[Pointing records]
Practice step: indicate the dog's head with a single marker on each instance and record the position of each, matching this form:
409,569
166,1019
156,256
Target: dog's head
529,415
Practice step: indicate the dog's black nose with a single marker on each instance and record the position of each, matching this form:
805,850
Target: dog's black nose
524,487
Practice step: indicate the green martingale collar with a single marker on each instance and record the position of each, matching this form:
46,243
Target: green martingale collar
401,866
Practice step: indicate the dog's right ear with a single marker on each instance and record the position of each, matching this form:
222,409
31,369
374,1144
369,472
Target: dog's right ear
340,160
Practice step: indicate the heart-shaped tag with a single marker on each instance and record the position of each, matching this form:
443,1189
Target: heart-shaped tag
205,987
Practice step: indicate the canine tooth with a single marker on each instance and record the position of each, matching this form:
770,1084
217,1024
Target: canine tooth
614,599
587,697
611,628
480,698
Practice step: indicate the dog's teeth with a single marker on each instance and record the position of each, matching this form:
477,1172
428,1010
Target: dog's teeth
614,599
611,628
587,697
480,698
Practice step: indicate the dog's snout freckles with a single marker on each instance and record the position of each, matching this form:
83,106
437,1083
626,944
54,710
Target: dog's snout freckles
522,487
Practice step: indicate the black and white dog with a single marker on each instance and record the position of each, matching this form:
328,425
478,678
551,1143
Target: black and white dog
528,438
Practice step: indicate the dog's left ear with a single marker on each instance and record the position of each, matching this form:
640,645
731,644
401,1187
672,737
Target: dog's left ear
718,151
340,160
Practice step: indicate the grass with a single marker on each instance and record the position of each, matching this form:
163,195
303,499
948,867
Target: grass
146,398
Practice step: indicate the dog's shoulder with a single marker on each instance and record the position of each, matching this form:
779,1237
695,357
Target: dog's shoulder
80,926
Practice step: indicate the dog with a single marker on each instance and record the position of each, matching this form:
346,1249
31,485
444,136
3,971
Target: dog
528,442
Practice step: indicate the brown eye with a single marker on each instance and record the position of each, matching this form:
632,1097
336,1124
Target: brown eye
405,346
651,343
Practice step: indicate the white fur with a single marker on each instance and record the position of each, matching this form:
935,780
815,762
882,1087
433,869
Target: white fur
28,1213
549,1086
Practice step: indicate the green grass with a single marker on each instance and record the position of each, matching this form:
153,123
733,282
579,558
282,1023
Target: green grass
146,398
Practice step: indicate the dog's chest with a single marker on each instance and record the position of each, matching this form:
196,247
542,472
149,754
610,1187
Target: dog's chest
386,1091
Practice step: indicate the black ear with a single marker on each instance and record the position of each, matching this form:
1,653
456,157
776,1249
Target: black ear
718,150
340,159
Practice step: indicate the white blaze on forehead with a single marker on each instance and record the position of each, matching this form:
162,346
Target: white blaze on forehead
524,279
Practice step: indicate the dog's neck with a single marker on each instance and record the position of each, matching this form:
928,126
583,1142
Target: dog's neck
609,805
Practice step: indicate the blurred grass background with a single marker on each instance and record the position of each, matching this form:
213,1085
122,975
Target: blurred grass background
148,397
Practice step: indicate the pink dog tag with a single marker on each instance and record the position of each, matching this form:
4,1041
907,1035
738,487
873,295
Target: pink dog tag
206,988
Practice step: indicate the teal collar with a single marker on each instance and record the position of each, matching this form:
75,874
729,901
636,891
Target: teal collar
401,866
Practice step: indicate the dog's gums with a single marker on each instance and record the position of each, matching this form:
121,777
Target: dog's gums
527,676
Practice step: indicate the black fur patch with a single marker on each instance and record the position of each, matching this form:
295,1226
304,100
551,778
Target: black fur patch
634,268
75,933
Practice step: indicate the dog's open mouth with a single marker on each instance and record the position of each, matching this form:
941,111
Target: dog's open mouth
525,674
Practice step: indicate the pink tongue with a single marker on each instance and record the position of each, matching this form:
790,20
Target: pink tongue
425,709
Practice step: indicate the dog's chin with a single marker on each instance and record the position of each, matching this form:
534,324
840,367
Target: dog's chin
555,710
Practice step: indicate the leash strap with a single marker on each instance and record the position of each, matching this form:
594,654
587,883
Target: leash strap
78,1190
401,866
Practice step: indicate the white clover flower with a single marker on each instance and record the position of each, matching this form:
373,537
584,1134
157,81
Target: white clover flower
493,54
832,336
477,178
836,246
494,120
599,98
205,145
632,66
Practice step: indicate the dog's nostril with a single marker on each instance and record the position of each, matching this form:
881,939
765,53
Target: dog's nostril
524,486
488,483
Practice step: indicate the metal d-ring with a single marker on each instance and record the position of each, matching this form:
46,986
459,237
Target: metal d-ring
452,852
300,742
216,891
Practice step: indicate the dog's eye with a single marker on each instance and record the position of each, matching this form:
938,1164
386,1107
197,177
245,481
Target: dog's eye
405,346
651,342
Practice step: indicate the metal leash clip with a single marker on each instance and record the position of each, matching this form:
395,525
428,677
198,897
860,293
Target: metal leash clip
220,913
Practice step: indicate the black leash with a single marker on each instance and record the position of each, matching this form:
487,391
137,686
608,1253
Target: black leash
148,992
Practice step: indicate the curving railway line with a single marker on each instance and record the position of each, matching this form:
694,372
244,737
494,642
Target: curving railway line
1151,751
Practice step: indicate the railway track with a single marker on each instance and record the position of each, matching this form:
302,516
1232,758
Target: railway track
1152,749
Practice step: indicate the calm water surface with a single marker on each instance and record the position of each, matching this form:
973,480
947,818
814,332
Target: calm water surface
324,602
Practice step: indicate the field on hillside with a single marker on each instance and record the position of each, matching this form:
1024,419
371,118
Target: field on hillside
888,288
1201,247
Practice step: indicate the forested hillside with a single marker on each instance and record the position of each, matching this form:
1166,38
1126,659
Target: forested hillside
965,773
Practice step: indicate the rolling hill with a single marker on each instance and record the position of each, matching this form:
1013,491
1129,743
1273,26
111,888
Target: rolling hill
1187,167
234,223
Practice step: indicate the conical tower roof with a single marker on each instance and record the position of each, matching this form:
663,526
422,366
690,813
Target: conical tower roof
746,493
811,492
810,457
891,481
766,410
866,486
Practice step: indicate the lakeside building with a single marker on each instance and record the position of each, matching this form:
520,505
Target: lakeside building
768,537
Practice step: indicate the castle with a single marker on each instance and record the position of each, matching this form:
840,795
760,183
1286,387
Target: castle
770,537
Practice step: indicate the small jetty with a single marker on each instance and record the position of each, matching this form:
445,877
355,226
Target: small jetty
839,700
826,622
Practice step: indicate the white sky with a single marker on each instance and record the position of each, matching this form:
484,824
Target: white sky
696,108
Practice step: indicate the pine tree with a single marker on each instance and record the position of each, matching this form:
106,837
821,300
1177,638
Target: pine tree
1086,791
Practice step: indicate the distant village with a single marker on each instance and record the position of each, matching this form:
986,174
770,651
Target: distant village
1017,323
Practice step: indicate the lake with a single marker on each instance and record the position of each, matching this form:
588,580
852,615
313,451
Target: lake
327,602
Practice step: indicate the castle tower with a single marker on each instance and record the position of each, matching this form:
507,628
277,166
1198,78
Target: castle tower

:: Exercise details ::
Every entry needs to be retyped exactly.

:: Answer in full ::
Practice step: indicate the dog's head with a single marker on each instance and record the position of each, matching this form:
409,569
166,1019
156,256
Target: dog's head
529,415
Practice step: indicate the dog's black nose with a single marker on each instance and record the position of each, matching this form:
805,850
Target: dog's black nose
524,487
Practice step: indicate the green martingale collar with a single marker on each instance and record the position of each, matching this form:
46,243
Target: green martingale collar
401,866
Practice step: indicate the dog's right ear with a single marker on each instance and record the position of each, matching this form:
222,409
31,369
374,1144
369,472
Target: dog's right ear
340,160
Practice step: indicate the heart-shaped tag with a single marker on each instance and record the position of each, matching this form:
443,1189
Target: heart-shaped tag
205,987
Practice step: indicate the canine tooth with a single marker on each instance and record the position of each, matching this form:
770,1084
217,1024
Target: canine tooth
614,599
587,697
611,628
480,698
Practice step: indicate the dog's teeth with a single marker on each instance and record the position of each, matching this form:
477,1172
428,1010
Target: dog's teeth
614,599
611,628
587,697
480,698
Practice step: indicate the dog's snout freckles with a single marker on each instance and record the position of each, matching this form:
83,106
437,1083
626,944
54,710
Target: dog's snout freckles
522,487
Practice step: indicate the black and white dog with a single marker on each instance and record the position of each, matching this form:
328,425
478,678
551,1143
Target: black and white dog
528,438
Practice step: indicate the dog's left ear with a single marker on each instance and record the position of each, matching this form:
640,645
731,644
401,1187
672,737
Target: dog's left ear
718,151
340,160
Practice step: indicate the grass with a single marker on each instance and record the position of each, matching this form:
163,195
303,499
948,867
Target: grass
146,398
Practice step: indicate the dog's shoulder with a single marker on each instance and record the position of each, matching this form:
779,1237
695,357
Target: dog's shoulder
80,926
Practice step: indicate the dog with a single marker on each instance and record the position of each, matching this form:
346,1249
31,485
444,136
3,971
Target: dog
528,442
Practice step: indicate the brown eye with a single marker on each instance and record the position of each, matching this form:
632,1097
336,1124
Target: brown eye
405,346
651,343
Practice step: indicate the white fur with a single marker on each instance and record the position of each, matching this form:
935,780
815,762
882,1087
433,869
Target: white fur
28,1213
549,1086
Practice step: indicate the green grass with a single marker on each instance and record the position of each, matching this form:
153,123
733,282
579,558
282,1023
Target: green grass
146,398
Practice step: indicate the dog's chest with a single marker on each instance and record the position of each, matching this form:
196,247
542,472
149,754
610,1187
Target: dog's chest
386,1091
Practice step: indicate the black ear with a single marker on each instance and record the position of each, matching this form:
1,653
456,157
776,1249
Target: black ear
718,150
340,159
Practice step: indicate the white blaze on forehead with a single marker on each instance and record the position of each, matching this form:
162,346
Target: white blaze on forehead
524,279
Practice step: indicate the dog's neck with a single marker on each instance and record the position of each, matching this form:
928,126
583,1142
Target: dog's neck
609,805
Practice step: indicate the blurred grass background with a single marker on each instance and record the position of each, matching this form:
213,1085
122,975
Target: blurred grass background
148,397
Practice step: indicate the pink dog tag with a single marker on each instance and record the position of each, matching this form:
4,1041
907,1035
738,487
873,295
Target: pink dog tag
206,988
Practice step: indicate the teal collar with a single marker on each instance and record the position of each, matching this form:
75,874
729,901
636,891
Target: teal collar
401,866
Practice step: indicate the dog's gums with a single marker on each instance and record the position of each, matching this form:
121,777
Target: dog's gums
527,676
Practice step: indicate the black fur patch with a single marker on each instance and record the position of each, matching this form:
295,1226
304,100
551,778
Target: black fur patch
634,268
75,933
Practice step: indicate the dog's open mouth with a single marker on each instance and record the position of each, matching this form:
941,111
Target: dog's open mouth
525,674
Practice step: indicate the pink tongue with a single marker on each instance and record the position of each, matching this form:
790,20
Target: pink tongue
425,709
Practice step: indicate the dog's chin with a single marker on each instance and record the position of each, matching this form:
534,324
840,367
Target: dog's chin
555,710
Practice step: indicate the leash strap with a single marker on each instance and record the position of each, matching this form:
594,654
587,883
Target: leash strap
78,1190
401,866
Practice step: indicate the white clover flower with a single marker on each instance and record the position of each, matching this form:
373,537
584,1134
157,81
Target: white clover flower
493,54
832,336
477,178
836,246
494,120
599,98
205,145
632,66
Practice step: indicate the dog's nostril with a single marker on each instance and record the position of each, matching this form:
881,939
765,53
Target: dog's nostril
524,486
488,483
Practice step: indicate the metal d-ring with a single marker on each instance and record the position of each, matching this form:
46,986
459,237
Target: metal d-ring
452,852
300,742
216,891
Practice step: indicate the dog's eye with a single marker on each instance and record the position of each, matching this form:
938,1164
386,1107
197,177
245,481
Target: dog's eye
405,346
651,342
Practice step: indicate the metal leash clip with a single marker on each instance and record the position of each, matching this form:
395,525
428,677
198,897
860,293
Target: metal leash clip
220,913
Practice step: indicate the black leash with a single marker on each instance and record the position of each, matching this form:
487,391
137,686
608,1253
Target: black leash
148,992
Practice step: indicate the curving railway line with a single marker on each instance and record the position of each, matching this form:
694,372
244,737
494,642
Target: curving railway line
1151,751
Practice step: indicate the railway track with a single marker on each instance and record the position of each, matching this form:
302,516
1232,758
Target: railway track
1152,749
Practice step: indicate the calm water surface with a single marker on each instance and record the position of each, matching this form:
973,480
947,818
814,332
Target: calm water surface
324,602
Practice step: indicate the field on hillside with a single marker on each instance and record the position of each, matching this form:
1024,419
371,118
Target: field on hillside
888,288
1201,247
Practice step: indicate the forested hillside with a single marker on each instance and record the position of each, matching this form:
1166,38
1126,659
Target: forested hillside
965,773
Practice step: indicate the rolling hill with a single marker on each instance and record the position of each, matching this form:
1013,491
1129,743
1273,26
111,888
Target: rolling hill
1187,167
234,223
Practice step: indicate the conical tower roof with a single marker on each instance and record the position of each, matching this form:
663,526
422,366
690,813
Target: conical tower roof
746,493
811,492
810,457
891,481
766,410
866,486
Practice step: indicate the lakeside building with a single marker on each instance and record the position of each, matching this form:
520,505
Target: lakeside building
768,537
Practice step: indicate the castle with a single marker on each instance and record the position of each, matching this form:
840,795
760,183
1286,387
Target: castle
770,537
Practice step: indicate the small jetty with a single marker on each instance and record the position of each, matching this form:
445,877
355,226
Target: small jetty
839,700
826,622
Practice step: indicate the white sky with a single marker on each instance and record the position of each, matching this form:
484,824
Target: white sky
696,108
Practice step: indicate the pine tree with a single marker on each instance and record the position of each, matching this form:
106,837
821,300
1177,638
Target: pine tree
1086,791
Practice step: indicate the distant village with a single marker on each instance and record the position of each, matching this form:
986,174
770,651
Target: distant village
1017,323
Practice step: indicate the lake with a single marker on each instance and record the position of each, matching this form:
588,580
852,615
313,451
Target: lake
327,602
Practice step: indicate the castle tower with a single marker on each instance and record the position of each, matching this form:
507,628
277,166
1198,78
Target: castle tower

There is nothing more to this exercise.